_JOB_
Carry on the ticket discussion below about adding counters to Xfrin, picking up right after its last sentence.

_SOURCE TEXT_
BIND 10 #2252: Implement counters into Xfrin (1/3)
BIND 10 Development
do-not-reply at isc.org
Wed Mar 27 03:46:44 UTC 2013
#2252: Implement counters into Xfrin (1/3)
-------------------------------------+-------------------------------------
Reporter: naokikambe | Owner:
Type: enhancement | jinmei
Priority: medium | Status:
Component: xfrin | reviewing
Keywords: | Milestone:
Sensitive: 0 | Sprint-20130402
Sub-Project: DNS | Resolution:
Estimated Difficulty: 5 | CVSS Scoring:
Total Hours: 0 | Defect Severity: N/A
| Feature Depending on Ticket:
| Add Hours to Ticket: 0
| Internal?: 0
-------------------------------------+-------------------------------------
Comment (by jinmei):
Replying to [comment:16 naokikambe]:
> > It's more about design matter so the harm may not be so obvious or
> > even a subjective matter. I'm okay with excluding it for this ticket,
> > but I'd argue this should be at least discussed (and if we agree)
> > resolved before using the current design further. So I'd suggest
> > creating a ticket to discuss and fix it, and do it before the
> > subsequent counter tickets for xfrin or others.
>
> I'm okay with redesigning if the current library has some problem. But
what ticket should I create? What contents should I write in the ticket?
Sorry, I couldn't understand well about problems. Could you create it
yourself?
I've created one: #2883. We might also discuss it in the next team
call.
> > '''b10-xfrin.xml'''
> >
> > - about latest_*xfr_duration: I missed the currently ongoing one
> > doesn't show up in the statistics. In that case
> > "last_*xfr_duration" would be better than latest.
Note: I had agreed last_*xfr_duration would be better, but they are
not changed.
> > > > - as for time_to_ixfr, what if there's never been an xfr for the
zone?

_RECORDED INFORMATION_

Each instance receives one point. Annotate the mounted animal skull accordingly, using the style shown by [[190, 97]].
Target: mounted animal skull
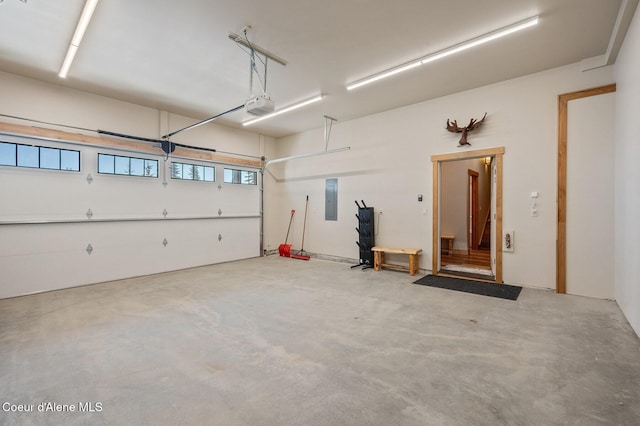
[[473, 124]]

_EXERCISE RESULT_
> > > It shows still the default value, 0.0.
> >
> > It seems to be suboptimal in that using a magic number (especially in
> > the valid range - 0.0 should still be possible if everything is done
> > super quickly) to present a kind of "None" is always a source of
> > trouble. I'd consider something that can explicitly mean "no
> > completed xfrs". And, especially if we use a magic value, document it
> > somewhere.
>
> I updated descriptions about the default value `0.0`. Could you see the
following commit?
> {{{
> 26a9ee9 [2252] update descriptions of latest_ixfr_duration and
latest_axfr_duration about their default values
> }}}
In that case this description isn't accurate. It should be something
like:
{{{
<listitem><simpara>
Duration of the latest IXFR in seconds. 0.0 means it
was
shorter than 0.05 seconds or there was no
successful IXFR.
</simpara></listitem>
}}}
and, as this description suggests, it's generally a bad idea to
overload a specific value that way; such ambiguity will eventually
bite us(ers). Better approach is to actually revise the code to
eliminate the ambiguity. Do you still think the overloading is the
way to go?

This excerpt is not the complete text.